▶ [ACTIVITY] Set down the full listing that follows, word for word.

▶ [PROVIDED DATA]
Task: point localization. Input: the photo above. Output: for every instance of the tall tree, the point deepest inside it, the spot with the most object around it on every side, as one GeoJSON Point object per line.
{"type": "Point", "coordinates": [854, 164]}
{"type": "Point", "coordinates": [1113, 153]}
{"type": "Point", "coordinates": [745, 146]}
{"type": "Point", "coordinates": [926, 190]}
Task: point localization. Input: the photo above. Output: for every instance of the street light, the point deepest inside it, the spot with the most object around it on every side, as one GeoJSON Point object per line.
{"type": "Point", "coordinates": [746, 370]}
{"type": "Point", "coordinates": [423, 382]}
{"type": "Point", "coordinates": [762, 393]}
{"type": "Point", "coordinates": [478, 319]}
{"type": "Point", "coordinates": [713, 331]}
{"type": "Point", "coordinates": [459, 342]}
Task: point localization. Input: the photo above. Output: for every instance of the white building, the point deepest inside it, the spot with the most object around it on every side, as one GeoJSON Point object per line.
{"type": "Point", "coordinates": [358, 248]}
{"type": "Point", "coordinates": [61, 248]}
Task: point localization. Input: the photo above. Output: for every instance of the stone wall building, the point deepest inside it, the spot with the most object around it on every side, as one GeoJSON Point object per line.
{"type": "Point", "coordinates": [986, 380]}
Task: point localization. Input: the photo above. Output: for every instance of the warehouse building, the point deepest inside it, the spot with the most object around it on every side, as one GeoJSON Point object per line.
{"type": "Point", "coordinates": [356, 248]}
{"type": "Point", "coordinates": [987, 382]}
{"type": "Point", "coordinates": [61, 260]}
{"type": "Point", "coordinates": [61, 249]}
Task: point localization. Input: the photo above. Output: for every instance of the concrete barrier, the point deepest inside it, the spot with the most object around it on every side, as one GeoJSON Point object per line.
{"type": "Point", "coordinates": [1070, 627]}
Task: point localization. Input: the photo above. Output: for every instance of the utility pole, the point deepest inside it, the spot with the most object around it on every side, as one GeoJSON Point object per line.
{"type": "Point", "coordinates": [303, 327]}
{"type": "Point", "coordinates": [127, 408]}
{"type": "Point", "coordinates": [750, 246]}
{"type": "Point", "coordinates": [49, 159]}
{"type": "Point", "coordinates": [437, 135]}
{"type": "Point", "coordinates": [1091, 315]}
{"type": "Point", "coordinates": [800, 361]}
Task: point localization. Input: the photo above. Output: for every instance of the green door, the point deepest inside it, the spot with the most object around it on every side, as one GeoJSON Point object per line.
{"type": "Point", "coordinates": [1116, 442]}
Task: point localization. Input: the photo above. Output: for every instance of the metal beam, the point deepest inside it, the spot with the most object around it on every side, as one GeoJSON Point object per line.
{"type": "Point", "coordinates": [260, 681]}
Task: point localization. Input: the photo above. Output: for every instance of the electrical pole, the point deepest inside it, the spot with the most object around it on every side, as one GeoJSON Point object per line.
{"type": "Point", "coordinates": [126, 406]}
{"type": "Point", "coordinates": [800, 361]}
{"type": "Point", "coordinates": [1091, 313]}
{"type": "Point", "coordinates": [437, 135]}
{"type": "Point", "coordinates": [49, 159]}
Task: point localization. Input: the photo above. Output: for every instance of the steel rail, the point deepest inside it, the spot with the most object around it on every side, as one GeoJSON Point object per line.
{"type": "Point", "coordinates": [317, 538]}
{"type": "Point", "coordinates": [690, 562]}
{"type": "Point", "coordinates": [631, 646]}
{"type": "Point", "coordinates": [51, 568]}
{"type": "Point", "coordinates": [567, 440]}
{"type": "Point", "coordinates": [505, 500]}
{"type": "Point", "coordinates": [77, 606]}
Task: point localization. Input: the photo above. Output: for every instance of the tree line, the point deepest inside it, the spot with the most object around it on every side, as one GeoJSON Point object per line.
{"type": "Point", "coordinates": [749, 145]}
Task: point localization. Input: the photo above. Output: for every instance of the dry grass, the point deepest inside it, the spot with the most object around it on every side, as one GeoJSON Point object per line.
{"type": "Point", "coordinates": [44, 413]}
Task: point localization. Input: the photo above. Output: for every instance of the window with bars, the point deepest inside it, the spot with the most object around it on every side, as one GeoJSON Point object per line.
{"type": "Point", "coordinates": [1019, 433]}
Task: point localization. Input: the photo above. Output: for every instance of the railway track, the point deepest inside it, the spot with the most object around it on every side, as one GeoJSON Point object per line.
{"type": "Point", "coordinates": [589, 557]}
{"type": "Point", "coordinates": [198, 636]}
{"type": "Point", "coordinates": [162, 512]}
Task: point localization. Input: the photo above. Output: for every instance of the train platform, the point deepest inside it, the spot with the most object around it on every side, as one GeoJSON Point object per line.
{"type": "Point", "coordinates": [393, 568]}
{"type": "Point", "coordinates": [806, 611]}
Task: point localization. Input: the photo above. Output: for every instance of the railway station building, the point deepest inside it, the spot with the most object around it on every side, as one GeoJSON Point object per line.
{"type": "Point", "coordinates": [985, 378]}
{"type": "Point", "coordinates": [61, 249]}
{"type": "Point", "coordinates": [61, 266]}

▶ [RESPONSE]
Task: point localization. Input: the photo above. Output: for every instance of the tall tree, the point deepest inside it, the spot with the most object around it on every side, as one GeoJSON Point object per line.
{"type": "Point", "coordinates": [854, 164]}
{"type": "Point", "coordinates": [1113, 153]}
{"type": "Point", "coordinates": [745, 146]}
{"type": "Point", "coordinates": [926, 190]}
Task: point localization. Input: the photo above. Output: for every instance of the street light, the point deepest inside it, the spot with the most object around it on every side, as one GeoJSON Point object per line.
{"type": "Point", "coordinates": [746, 370]}
{"type": "Point", "coordinates": [423, 382]}
{"type": "Point", "coordinates": [762, 393]}
{"type": "Point", "coordinates": [478, 319]}
{"type": "Point", "coordinates": [713, 331]}
{"type": "Point", "coordinates": [459, 342]}
Task: point localization. Input: the photo above. Output: for every instance of the white building, the point deepest inside it, the spot with the most object around it on every side, as one GeoJSON Point object per line.
{"type": "Point", "coordinates": [358, 248]}
{"type": "Point", "coordinates": [61, 248]}
Task: point localization. Input: the photo above. Output: for every instance of the stone wall building, the point deepest inside it, the spot with the most object around it on every side, as one GeoJSON Point object per line.
{"type": "Point", "coordinates": [986, 380]}
Task: point localization. Input: the photo above. Output: for every instance of the warehouse building, the point deepest inside it, the spot with the most object around it on every side, as one GeoJSON Point object per line.
{"type": "Point", "coordinates": [356, 248]}
{"type": "Point", "coordinates": [987, 382]}
{"type": "Point", "coordinates": [61, 260]}
{"type": "Point", "coordinates": [61, 249]}
Task: point localization. Input: the photo above. Output: for every instance of the concrete barrier, the point deepest inside it, the spot with the most object around it on every side, as one GeoJSON Point object per line.
{"type": "Point", "coordinates": [1070, 627]}
Task: point localization. Input: the photo above. Output: for every instance of the utility pole, the point deepest inside it, the spot with the most object around it on every side, as one GeoJSON Point object per line.
{"type": "Point", "coordinates": [303, 327]}
{"type": "Point", "coordinates": [127, 408]}
{"type": "Point", "coordinates": [750, 246]}
{"type": "Point", "coordinates": [49, 159]}
{"type": "Point", "coordinates": [437, 135]}
{"type": "Point", "coordinates": [1091, 315]}
{"type": "Point", "coordinates": [800, 361]}
Task: point localization. Input: the photo above. Output: for every instance of the green door, the point deepest inside it, the spot with the most object around it on every side, as one GeoJSON Point object per line.
{"type": "Point", "coordinates": [1116, 442]}
Task: point localization. Input: the photo above. Output: for every instance of the metal beam, the point deepest inside it, the spot with the most object around it on every side, as one GeoJSON Point object per line.
{"type": "Point", "coordinates": [260, 681]}
Task: point localization. Input: the photo above. Output: for every instance of the electrical pole, the point deepest inside it, the spot with the most object around it on every side, as one GeoJSON Point object per line.
{"type": "Point", "coordinates": [126, 406]}
{"type": "Point", "coordinates": [800, 361]}
{"type": "Point", "coordinates": [1091, 313]}
{"type": "Point", "coordinates": [437, 135]}
{"type": "Point", "coordinates": [49, 159]}
Task: point localization. Input: the photo above. Output: for every instance of the steel rail, the point deepest inside it, the spot with the most object around it on every side, as one GeoJSON Point object per line.
{"type": "Point", "coordinates": [317, 538]}
{"type": "Point", "coordinates": [690, 562]}
{"type": "Point", "coordinates": [631, 646]}
{"type": "Point", "coordinates": [51, 568]}
{"type": "Point", "coordinates": [567, 440]}
{"type": "Point", "coordinates": [505, 500]}
{"type": "Point", "coordinates": [77, 606]}
Task: point localization. Input: the photo above. Output: for every instance of the tree line, the point deepest inside it, the spot with the most object around it on every side, as one GeoJSON Point object per line.
{"type": "Point", "coordinates": [749, 145]}
Task: point localization. Input: the photo above. Output: for every instance of the dry grass, the point deepest inside it, the spot with the most object around it on every side, as one GeoJSON Point object per line.
{"type": "Point", "coordinates": [44, 413]}
Task: point localization. Input: the photo above. Output: for every instance of the window with bars, the point deepest inside it, the spot with the most object around it on every side, as one GeoJSON Point object per line.
{"type": "Point", "coordinates": [1019, 433]}
Task: point localization. Input: the photo above. Output: for every instance of the railway track, the point deepest inside it, the spot with the most object around it on every side, as one GeoJSON Point object per line.
{"type": "Point", "coordinates": [589, 557]}
{"type": "Point", "coordinates": [198, 636]}
{"type": "Point", "coordinates": [162, 512]}
Task: point localization. Input: the photo above. Output: for every instance of the train platform, the point deepest inside it, the spot with the most object around it on every side, as one GeoJSON Point object per line.
{"type": "Point", "coordinates": [393, 568]}
{"type": "Point", "coordinates": [806, 611]}
Task: point localization. Input: the photo above. Output: for every instance of the railway station building, the point deepest inside it, the spot with the most object around it on every side, as one GeoJSON Point object per line.
{"type": "Point", "coordinates": [985, 378]}
{"type": "Point", "coordinates": [61, 249]}
{"type": "Point", "coordinates": [61, 266]}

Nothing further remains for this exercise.